[Start of EXTRACTED INFORMATION]

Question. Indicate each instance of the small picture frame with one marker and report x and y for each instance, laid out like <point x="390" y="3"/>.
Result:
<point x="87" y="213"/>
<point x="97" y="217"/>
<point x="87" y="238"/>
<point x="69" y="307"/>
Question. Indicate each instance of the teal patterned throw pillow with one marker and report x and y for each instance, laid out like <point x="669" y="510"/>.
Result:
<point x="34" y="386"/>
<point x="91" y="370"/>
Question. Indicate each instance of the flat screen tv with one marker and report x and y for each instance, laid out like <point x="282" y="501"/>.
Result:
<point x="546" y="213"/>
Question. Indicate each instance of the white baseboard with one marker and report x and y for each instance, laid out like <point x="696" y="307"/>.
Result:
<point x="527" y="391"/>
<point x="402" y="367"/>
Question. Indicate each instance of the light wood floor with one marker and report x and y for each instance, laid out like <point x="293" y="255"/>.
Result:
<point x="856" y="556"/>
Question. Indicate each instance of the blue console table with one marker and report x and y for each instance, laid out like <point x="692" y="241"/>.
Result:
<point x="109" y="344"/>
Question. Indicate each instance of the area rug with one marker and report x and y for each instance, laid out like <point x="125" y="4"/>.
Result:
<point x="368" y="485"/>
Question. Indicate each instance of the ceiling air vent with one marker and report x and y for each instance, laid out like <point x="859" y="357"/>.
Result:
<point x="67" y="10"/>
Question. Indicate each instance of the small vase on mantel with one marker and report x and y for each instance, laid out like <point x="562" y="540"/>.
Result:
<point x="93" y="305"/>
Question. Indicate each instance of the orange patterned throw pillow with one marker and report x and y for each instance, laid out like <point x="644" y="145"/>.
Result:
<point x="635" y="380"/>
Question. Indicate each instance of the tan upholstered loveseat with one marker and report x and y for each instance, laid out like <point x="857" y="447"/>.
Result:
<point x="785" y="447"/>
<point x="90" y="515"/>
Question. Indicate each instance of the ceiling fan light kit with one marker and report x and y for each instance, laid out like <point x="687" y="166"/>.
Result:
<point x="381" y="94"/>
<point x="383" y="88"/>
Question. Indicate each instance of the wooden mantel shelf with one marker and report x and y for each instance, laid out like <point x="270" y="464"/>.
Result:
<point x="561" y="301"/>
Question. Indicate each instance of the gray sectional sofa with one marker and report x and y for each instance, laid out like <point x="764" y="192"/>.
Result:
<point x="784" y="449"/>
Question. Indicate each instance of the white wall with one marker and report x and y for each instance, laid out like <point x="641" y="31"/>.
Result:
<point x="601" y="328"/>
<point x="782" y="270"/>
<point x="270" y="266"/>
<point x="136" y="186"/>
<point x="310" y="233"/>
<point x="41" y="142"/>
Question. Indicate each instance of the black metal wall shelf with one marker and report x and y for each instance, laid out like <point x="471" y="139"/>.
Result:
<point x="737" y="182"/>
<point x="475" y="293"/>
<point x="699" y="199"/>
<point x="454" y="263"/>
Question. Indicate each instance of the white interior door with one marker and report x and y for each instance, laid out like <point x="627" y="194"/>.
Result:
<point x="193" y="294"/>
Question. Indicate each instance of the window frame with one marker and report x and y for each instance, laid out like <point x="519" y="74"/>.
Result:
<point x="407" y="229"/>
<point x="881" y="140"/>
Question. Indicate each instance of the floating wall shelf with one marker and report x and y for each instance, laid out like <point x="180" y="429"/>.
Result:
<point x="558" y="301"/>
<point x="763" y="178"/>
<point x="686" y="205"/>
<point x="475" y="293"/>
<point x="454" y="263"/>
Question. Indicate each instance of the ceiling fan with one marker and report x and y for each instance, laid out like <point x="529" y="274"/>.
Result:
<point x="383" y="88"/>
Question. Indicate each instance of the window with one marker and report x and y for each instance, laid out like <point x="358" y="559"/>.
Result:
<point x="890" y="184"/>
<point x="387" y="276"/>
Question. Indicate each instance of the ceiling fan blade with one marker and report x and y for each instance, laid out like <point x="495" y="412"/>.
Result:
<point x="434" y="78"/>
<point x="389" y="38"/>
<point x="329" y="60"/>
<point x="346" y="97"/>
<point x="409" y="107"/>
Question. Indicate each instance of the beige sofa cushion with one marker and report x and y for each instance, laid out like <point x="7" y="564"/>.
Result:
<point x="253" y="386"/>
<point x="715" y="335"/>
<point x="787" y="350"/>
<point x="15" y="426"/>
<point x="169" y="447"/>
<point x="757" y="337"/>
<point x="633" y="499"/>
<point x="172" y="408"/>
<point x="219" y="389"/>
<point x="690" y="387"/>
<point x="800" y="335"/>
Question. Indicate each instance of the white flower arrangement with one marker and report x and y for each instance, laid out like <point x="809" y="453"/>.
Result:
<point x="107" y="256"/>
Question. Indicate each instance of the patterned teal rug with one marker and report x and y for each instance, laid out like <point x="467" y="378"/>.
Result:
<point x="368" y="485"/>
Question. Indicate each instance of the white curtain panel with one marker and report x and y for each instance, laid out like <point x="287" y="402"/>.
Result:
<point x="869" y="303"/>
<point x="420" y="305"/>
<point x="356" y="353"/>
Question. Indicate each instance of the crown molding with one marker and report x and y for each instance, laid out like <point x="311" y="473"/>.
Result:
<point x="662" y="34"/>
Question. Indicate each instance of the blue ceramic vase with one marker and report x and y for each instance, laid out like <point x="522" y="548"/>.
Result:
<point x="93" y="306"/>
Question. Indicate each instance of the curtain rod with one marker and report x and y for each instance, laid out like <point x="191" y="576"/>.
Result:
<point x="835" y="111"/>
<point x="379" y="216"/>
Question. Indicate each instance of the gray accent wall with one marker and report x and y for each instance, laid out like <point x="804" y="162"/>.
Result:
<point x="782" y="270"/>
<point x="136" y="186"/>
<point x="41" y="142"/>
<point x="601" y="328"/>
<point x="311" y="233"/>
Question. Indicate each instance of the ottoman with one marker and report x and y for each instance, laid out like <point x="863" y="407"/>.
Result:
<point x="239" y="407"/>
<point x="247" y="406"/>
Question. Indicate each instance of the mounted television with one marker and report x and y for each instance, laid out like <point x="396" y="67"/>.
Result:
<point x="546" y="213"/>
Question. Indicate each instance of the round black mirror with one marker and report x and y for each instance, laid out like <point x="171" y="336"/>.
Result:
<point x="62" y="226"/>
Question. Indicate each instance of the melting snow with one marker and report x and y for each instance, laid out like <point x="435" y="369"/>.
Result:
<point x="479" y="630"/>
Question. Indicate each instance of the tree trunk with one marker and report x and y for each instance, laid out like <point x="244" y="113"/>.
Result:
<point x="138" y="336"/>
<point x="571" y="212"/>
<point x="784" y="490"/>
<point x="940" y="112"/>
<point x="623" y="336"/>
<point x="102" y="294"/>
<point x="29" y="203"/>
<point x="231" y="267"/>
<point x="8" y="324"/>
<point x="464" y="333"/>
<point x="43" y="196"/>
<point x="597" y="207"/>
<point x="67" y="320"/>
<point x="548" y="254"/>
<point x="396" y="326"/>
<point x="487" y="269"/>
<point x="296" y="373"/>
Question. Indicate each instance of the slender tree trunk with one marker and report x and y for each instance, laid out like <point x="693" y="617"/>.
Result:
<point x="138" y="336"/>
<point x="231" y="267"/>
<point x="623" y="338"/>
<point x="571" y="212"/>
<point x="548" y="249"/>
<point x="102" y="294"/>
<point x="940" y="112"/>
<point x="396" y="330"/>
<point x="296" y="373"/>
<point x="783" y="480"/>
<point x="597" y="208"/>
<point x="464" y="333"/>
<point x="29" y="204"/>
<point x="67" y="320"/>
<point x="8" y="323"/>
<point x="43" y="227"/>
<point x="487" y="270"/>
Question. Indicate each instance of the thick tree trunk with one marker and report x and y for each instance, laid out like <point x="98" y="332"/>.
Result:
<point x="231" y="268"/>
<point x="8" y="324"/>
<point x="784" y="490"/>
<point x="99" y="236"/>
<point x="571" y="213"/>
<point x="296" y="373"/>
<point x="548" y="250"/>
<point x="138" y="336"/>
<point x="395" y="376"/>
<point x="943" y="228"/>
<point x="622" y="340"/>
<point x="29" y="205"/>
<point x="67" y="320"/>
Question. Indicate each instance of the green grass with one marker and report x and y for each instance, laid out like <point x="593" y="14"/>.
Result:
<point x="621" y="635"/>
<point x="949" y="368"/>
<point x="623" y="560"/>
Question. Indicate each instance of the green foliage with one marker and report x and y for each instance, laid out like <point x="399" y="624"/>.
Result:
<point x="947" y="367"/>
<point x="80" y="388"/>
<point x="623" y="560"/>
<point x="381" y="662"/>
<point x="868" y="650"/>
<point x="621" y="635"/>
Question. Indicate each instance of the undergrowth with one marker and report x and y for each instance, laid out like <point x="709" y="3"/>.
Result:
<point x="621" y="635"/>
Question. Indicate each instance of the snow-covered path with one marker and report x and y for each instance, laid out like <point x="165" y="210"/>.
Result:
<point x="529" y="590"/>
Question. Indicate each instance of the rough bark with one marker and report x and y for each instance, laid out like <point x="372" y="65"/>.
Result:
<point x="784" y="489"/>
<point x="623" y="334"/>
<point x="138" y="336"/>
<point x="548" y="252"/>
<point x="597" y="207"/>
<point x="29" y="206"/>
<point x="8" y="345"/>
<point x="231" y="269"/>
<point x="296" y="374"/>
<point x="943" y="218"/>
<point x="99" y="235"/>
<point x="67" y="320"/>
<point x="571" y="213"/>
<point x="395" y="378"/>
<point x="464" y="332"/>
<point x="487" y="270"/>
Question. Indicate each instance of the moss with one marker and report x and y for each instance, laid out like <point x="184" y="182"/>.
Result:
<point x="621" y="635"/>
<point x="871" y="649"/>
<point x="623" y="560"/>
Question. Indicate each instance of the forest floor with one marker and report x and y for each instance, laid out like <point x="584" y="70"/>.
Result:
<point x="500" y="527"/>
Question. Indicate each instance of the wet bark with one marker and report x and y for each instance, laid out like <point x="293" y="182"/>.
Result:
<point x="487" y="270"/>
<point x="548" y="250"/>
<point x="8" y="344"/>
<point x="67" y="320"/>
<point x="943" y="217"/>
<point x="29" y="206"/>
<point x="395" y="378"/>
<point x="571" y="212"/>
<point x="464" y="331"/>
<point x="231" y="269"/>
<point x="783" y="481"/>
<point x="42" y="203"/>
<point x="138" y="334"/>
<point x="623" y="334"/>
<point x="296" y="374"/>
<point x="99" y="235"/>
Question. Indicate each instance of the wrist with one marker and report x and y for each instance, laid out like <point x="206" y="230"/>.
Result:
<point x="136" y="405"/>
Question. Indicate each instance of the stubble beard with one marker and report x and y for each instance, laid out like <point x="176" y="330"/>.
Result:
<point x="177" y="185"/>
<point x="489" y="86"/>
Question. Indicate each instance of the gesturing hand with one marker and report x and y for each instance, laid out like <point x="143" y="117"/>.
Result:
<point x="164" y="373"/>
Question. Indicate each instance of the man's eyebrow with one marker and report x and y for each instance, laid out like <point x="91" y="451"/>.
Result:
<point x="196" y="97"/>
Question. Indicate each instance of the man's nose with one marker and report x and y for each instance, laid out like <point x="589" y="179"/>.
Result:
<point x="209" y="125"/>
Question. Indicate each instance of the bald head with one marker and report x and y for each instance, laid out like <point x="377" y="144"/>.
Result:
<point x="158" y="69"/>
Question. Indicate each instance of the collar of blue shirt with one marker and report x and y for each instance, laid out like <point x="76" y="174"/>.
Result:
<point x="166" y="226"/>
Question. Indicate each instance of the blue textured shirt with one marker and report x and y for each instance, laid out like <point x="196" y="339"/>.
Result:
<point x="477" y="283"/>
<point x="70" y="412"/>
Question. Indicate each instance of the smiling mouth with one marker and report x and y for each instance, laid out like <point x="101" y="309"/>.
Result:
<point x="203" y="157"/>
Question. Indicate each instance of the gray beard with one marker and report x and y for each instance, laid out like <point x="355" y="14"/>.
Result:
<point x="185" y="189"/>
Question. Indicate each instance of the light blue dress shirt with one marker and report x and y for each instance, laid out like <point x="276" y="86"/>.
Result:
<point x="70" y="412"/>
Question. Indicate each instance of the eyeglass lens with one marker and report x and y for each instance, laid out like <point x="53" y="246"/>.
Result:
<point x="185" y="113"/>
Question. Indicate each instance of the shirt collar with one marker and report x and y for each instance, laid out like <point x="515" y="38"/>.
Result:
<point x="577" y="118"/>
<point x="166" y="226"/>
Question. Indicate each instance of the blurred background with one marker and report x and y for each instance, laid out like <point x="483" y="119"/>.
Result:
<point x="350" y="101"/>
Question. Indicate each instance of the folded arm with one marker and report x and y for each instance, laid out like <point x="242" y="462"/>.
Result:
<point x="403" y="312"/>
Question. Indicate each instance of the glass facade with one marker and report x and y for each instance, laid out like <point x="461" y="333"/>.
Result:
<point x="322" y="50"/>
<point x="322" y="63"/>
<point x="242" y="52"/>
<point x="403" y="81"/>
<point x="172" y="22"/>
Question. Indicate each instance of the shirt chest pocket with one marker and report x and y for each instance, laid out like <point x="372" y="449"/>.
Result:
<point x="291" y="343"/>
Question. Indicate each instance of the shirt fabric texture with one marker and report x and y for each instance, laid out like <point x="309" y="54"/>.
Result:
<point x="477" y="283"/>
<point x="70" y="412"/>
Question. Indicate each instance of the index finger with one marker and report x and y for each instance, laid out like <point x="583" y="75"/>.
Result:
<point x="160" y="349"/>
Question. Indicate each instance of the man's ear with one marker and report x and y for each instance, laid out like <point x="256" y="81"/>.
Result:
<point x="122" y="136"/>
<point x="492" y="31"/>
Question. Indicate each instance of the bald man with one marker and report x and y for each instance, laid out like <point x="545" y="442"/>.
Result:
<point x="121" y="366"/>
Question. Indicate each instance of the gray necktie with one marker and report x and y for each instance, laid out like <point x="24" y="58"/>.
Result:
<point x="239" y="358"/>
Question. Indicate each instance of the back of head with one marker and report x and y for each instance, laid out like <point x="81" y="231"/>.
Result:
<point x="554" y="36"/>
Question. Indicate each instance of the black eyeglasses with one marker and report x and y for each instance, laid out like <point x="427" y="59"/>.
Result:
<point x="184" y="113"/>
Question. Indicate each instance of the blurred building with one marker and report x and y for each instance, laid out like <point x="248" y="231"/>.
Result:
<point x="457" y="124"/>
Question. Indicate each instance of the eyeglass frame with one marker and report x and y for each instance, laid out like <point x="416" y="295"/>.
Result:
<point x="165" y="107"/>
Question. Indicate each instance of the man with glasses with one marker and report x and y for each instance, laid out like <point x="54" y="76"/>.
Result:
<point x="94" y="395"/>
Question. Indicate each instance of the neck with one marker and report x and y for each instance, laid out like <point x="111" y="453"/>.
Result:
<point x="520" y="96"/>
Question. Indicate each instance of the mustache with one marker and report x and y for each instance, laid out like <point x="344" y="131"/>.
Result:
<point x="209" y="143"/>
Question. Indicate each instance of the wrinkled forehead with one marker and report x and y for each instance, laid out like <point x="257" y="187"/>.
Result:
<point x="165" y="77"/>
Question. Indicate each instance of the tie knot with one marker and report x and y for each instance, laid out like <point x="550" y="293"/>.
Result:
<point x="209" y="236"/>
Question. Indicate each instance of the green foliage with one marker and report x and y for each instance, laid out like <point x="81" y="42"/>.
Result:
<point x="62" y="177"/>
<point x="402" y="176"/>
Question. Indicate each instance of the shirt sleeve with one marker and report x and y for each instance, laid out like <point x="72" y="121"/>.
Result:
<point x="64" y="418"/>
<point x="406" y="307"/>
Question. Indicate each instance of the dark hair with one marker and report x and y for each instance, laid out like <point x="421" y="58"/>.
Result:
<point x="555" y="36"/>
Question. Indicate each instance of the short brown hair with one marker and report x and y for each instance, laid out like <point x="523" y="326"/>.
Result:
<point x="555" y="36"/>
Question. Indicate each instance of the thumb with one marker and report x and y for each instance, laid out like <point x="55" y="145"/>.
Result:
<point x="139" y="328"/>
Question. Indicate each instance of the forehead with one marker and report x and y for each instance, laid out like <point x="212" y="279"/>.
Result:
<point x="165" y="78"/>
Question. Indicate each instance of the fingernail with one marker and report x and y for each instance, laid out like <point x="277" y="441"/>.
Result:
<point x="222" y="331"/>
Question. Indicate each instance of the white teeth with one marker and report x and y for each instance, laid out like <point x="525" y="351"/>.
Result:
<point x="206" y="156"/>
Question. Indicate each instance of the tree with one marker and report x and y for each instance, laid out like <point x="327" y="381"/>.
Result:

[End of EXTRACTED INFORMATION]

### TASK PROMPT
Rewrite the part of the data running from the line containing "Question. Indicate each instance of the white teeth" through the end, swapping "white teeth" for "front teeth" and leaving everything else as it is.

### EXERCISE RESULT
Question. Indicate each instance of the front teeth with one marker and report x and y for each instance, laid out like <point x="525" y="351"/>.
Result:
<point x="206" y="156"/>
Question. Indicate each instance of the tree with one marker and report x and y for each instance, laid out like <point x="327" y="381"/>.
Result:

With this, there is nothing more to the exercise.